◆ WHAT TO WORK ON
Transcribe every one of the entries below without alteration, keeping each line, bracket, and coordinate value as it appears.
-- Start of THE RECORDS --
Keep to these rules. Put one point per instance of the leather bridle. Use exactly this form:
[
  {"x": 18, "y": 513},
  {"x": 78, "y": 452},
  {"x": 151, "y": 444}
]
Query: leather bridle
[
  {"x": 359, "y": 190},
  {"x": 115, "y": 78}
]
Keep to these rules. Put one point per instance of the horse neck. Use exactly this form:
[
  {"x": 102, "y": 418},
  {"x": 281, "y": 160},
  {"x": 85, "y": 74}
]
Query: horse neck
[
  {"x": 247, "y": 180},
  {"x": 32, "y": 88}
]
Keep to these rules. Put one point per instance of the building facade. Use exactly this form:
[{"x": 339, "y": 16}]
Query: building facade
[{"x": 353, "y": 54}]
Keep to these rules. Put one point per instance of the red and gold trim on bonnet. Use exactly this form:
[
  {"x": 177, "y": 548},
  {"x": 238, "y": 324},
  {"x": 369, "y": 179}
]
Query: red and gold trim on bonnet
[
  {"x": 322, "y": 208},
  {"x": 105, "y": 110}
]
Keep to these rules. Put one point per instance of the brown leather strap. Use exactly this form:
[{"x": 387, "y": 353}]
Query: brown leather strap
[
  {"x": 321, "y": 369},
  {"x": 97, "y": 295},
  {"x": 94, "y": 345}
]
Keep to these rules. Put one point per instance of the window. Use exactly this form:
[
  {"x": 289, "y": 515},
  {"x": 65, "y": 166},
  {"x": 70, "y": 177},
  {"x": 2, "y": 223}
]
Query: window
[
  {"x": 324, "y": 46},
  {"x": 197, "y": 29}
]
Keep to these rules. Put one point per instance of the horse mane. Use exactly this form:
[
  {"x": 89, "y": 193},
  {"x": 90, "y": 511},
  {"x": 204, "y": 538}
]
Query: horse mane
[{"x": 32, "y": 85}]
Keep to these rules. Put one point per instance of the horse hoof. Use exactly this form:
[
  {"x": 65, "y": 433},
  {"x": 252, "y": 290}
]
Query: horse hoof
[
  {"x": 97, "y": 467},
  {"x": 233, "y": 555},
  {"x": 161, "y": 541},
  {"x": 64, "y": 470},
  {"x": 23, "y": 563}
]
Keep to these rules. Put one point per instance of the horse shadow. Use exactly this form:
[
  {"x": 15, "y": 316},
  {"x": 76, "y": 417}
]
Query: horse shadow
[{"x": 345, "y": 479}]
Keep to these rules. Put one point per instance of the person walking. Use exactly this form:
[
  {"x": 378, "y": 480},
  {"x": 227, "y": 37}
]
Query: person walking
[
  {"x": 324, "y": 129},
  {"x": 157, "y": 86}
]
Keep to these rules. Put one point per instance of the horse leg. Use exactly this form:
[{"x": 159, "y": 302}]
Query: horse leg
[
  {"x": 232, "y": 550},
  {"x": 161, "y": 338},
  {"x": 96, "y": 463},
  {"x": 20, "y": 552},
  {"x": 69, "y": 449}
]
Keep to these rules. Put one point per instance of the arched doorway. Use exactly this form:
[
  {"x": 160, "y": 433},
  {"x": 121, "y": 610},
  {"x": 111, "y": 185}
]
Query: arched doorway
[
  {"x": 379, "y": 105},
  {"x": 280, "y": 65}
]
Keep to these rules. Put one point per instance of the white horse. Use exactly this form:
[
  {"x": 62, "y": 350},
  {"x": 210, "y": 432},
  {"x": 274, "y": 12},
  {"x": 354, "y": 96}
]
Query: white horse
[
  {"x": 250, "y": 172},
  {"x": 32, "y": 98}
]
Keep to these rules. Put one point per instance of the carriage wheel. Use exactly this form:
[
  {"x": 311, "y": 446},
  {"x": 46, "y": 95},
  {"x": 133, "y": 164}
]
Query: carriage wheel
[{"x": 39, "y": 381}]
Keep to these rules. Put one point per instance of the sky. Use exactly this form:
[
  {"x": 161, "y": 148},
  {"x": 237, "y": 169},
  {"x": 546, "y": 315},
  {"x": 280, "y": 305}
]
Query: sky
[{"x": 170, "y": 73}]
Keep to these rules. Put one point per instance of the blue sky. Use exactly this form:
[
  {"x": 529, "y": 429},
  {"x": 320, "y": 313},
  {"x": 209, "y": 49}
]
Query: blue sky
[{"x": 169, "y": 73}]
-- End of THE RECORDS --
◆ RESPONSE FOR THIS EXERCISE
Keep to these rules. Put one point per instance of the leather bridle. Use exactly this form:
[
  {"x": 18, "y": 513},
  {"x": 78, "y": 452},
  {"x": 151, "y": 444}
]
Query: leather bridle
[
  {"x": 359, "y": 190},
  {"x": 115, "y": 78}
]
Keep to these rules. Put one point per instance of the horse neck. Use exactly this form:
[
  {"x": 102, "y": 418},
  {"x": 281, "y": 160},
  {"x": 85, "y": 74}
]
Query: horse neck
[
  {"x": 247, "y": 180},
  {"x": 32, "y": 88}
]
Keep to these rules. Put one point per instance of the building facade. Use exactly this form:
[{"x": 339, "y": 16}]
Query: building facade
[{"x": 353, "y": 54}]
Keep to these rules. Put one point per instance of the red and gold trim on bonnet. Use exactly this form:
[
  {"x": 177, "y": 548},
  {"x": 238, "y": 324},
  {"x": 369, "y": 179}
]
Query: red and gold trim on bonnet
[
  {"x": 322, "y": 208},
  {"x": 105, "y": 110}
]
Keep to these rules. Put one point per instance of the brown leather strap. Use exactly this form:
[{"x": 387, "y": 353}]
Query: brown leather strap
[
  {"x": 321, "y": 369},
  {"x": 97, "y": 295},
  {"x": 94, "y": 345}
]
Keep to these rules. Put one point per instance of the window. Use exactly this form:
[
  {"x": 289, "y": 515},
  {"x": 65, "y": 166},
  {"x": 70, "y": 177},
  {"x": 2, "y": 223}
]
Query: window
[
  {"x": 324, "y": 46},
  {"x": 197, "y": 29}
]
Keep to these rules. Put one point per instance of the horse mane. Use exactly this form:
[
  {"x": 89, "y": 193},
  {"x": 90, "y": 511},
  {"x": 204, "y": 538}
]
Query: horse mane
[{"x": 32, "y": 85}]
Keep to these rules. Put one point per instance of the horse hoof. Use exactly this form:
[
  {"x": 65, "y": 433},
  {"x": 252, "y": 290}
]
Query: horse hoof
[
  {"x": 97, "y": 467},
  {"x": 233, "y": 555},
  {"x": 161, "y": 541},
  {"x": 64, "y": 470},
  {"x": 23, "y": 563}
]
Keep to these rules. Put one point per instance of the horse shadow. Use exactly this form:
[
  {"x": 15, "y": 316},
  {"x": 76, "y": 417}
]
Query: horse shadow
[{"x": 345, "y": 479}]
Keep to these rules. Put one point per instance of the person walking. Use exactly this form:
[
  {"x": 378, "y": 480},
  {"x": 227, "y": 37}
]
Query: person walking
[
  {"x": 324, "y": 129},
  {"x": 157, "y": 86}
]
Keep to these rules. Put one point per instance of the horse leg. Use exactly this form:
[{"x": 159, "y": 302}]
Query: horse leg
[
  {"x": 232, "y": 550},
  {"x": 161, "y": 338},
  {"x": 96, "y": 463},
  {"x": 20, "y": 552},
  {"x": 69, "y": 449}
]
Keep to these rules. Put one point per instance of the arched doorway. Use exactly this form:
[
  {"x": 160, "y": 433},
  {"x": 121, "y": 610},
  {"x": 111, "y": 185}
]
Query: arched doorway
[
  {"x": 379, "y": 105},
  {"x": 280, "y": 65}
]
Keep to these rules. Put one point per instance of the white horse. Use exactly this form:
[
  {"x": 62, "y": 350},
  {"x": 210, "y": 432},
  {"x": 274, "y": 12},
  {"x": 354, "y": 96}
]
Query: white horse
[
  {"x": 250, "y": 172},
  {"x": 32, "y": 98}
]
Keep to these rules. Put one point per instance of the carriage wheel. Use exactly this form:
[
  {"x": 311, "y": 446},
  {"x": 46, "y": 95},
  {"x": 133, "y": 164}
]
Query: carriage wheel
[{"x": 39, "y": 381}]
Keep to these rules. Put one point per instance of the sky. Use exactly this form:
[
  {"x": 161, "y": 148},
  {"x": 237, "y": 169},
  {"x": 546, "y": 315},
  {"x": 280, "y": 305}
]
Query: sky
[{"x": 170, "y": 73}]
Keep to these rules. Put one point per instance of the blue sky. Use exactly this form:
[
  {"x": 529, "y": 429},
  {"x": 320, "y": 313},
  {"x": 209, "y": 49}
]
Query: blue sky
[{"x": 169, "y": 73}]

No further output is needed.